#### [WRITTEN PROBLEM 1]
In the forum thread about slow airs on mandolin, translate this sentence into Spanish: "As Bertram says, you get a better slow air with an instrument with longer sustain."

# Music by Genre > Celtic, U.K., Nordic, Quebecois, European Folk >  The Slow Air

## M.Marmot

Listening to Tony Mac Mahon playing some slow airs on accordion has got me wondering, again, how to approach playing a slow air on mandolin? 

In many ways i can see the mandolin as being both difficult, and yet perhaps because of it's intimacy, a very suitable instrument to play slow airs on.

If anyone is willing to share their views or experiences on playing slow airs on mandolin i'd be interested to read them.

Likewise if anyone has favorite slow airs, on any instrument, on youtube or elsewhere that they would like to share, maybe we could post them here, for a little reference collection?

----------


## Jesse Harmon

You might pick up "Slow Airs and Set Dances"  Eugene O'Donnell.  These are really lovely fiddle airs so I suppose it might be of some help for mandolin.  The "Celtic Lament" must have had some kind of influence on the Ashokan Farewell.  This some great listening whether they help the approach to mandolin or not.  Too many sweet ones to list but "Planxty O'Donnell'"
 is a standout.

----------

M.Marmot

----------


## Bertram Henze

Does a lament count? You need some cheating with that.
What helps most is an instrument with a long sustain and a flute  :Wink:

----------


## M.Marmot

> You might pick up "Slow Airs and Set Dances"  Eugene O'Donnell.  These are really lovely fiddle airs so I suppose it might be of some help for mandolin.  The "Celtic Lament" must have had some kind of influence on the Ashokan Farewell.  This some great listening whether they help the approach to mandolin or not.  Too many sweet ones to list but "Planxty O'Donnell'"
>  is a standout.


Just done googling that - plays with Mick Maloney, no less. 
I think i might be tracking that one down.

----------


## M.Marmot

> Does a lament count? You need some cheating with that.
> What helps most is an instrument with a long sustain and a flute


Very nice - i suppose a lament does count at that, as long as it's an instrumental.

The problem i am trying to figure is how best to approach slow airs, without the 'cheating'  :Laughing:

----------


## Eddie Sheehy

For Slow Airs like Marbhna Luimni, My Lagan Love, Mna na h-Eireann, I use a lot of tremolo on single courses and double-stops.  Just playing single notes is too sparse to hold the tune...

----------


## John Kelly

As Bertram says, you get a better slow air with an instrument with longer sustain.  Most of the slow airs I play are written for fiddle or in fact for the bagpipes and I tend to use my octave or bouzouki to play them, but here is an example I recorded some time back which was written by Nigel Gatherer as a tribute to the late Alison Stephens, the classical mandolinist who died so tragically young about two years ago.  I used my mandolin on this one, with added synthed sounds from keyboard, but you can decide whether the mandolin can handle a slow air - I used it as this was Alison's chosen instrument.

----------


## donaidh

Dagger Gordon plays some slow airs beautifully on the mandolin on his recent cd Like Father Like Son. Lots of tremelo and double stops to fill out the sound. I'm thinking of two tunes in particular - Sitting in the Stern of A Boat and MacKenzie's Farewell. The first of these is in his Scottish Mandolin tutor book and the second is on this Youtube clip:

----------


## donaidh

And these Scottish waltzes by Kevin MacLeod show very nicely that these types of tune can sound great on the mandolin!

#### [PROVIDED MATERIAL]
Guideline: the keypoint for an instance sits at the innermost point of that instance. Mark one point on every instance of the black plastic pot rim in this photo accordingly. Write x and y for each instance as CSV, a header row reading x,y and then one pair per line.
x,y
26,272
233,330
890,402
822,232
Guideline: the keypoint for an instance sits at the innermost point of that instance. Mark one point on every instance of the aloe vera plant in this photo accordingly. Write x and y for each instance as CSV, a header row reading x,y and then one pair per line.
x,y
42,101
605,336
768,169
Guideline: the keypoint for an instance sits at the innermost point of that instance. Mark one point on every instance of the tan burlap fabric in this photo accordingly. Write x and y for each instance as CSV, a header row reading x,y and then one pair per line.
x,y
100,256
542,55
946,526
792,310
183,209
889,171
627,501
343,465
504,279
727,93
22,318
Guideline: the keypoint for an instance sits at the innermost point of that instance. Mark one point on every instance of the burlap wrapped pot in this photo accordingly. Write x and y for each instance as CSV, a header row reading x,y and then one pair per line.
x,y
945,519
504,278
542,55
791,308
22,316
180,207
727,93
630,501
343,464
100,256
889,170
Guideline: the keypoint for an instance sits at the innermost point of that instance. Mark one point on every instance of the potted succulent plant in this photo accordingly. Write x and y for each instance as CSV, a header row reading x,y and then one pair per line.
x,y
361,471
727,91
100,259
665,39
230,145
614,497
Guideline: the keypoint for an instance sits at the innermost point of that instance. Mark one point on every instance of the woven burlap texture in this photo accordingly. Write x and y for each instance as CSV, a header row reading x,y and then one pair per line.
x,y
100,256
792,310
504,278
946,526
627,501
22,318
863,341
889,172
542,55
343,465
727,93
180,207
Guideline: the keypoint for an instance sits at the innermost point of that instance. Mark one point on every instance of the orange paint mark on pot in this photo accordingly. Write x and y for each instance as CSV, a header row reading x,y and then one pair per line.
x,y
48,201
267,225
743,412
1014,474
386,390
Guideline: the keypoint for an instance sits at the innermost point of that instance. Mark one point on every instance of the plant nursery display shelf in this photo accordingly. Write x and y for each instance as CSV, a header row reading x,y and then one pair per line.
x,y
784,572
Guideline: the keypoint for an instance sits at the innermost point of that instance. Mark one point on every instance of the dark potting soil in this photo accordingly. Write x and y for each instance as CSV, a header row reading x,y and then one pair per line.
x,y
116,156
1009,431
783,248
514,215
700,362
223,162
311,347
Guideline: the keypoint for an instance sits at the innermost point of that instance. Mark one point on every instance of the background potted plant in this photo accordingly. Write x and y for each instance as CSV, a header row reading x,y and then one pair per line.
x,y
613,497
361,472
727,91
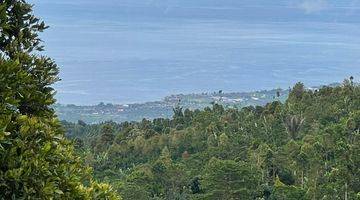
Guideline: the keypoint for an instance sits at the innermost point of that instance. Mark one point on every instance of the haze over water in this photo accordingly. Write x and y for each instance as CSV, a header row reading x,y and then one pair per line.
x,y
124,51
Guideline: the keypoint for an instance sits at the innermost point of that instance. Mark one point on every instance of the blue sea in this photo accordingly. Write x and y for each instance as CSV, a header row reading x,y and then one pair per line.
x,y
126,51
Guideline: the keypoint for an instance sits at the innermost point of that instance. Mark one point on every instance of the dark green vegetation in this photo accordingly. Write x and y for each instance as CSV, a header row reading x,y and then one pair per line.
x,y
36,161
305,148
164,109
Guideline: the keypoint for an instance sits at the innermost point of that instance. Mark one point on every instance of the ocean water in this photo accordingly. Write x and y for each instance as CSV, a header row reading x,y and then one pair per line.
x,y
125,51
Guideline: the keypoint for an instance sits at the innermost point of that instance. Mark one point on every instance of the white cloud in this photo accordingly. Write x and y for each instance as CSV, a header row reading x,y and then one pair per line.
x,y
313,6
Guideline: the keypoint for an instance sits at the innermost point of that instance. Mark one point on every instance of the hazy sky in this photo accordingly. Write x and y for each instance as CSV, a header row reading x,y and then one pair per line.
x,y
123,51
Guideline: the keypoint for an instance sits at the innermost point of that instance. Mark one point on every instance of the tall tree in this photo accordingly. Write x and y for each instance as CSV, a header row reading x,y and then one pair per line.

#### [WRITTEN PROBLEM 2]
Gather every line of the listing above that contains the string "dark", and note that case counts.

#### [FULL OUTPUT 1]
Como dice Bertram, se consigue un mejor aire lento con un instrumento de mayor sostenido.

#### [FULL OUTPUT 2]
Guideline: the keypoint for an instance sits at the innermost point of that instance. Mark one point on every instance of the dark potting soil in this photo accordingly. Write x and y for each instance as CSV, a header row reading x,y and then one pair per line.
Guideline: the keypoint for an instance sits at the innermost point of that instance. Mark one point on every instance of the dark green vegetation in this photo accordingly. Write x and y for each instance as CSV, a header row reading x,y and then one pair per line.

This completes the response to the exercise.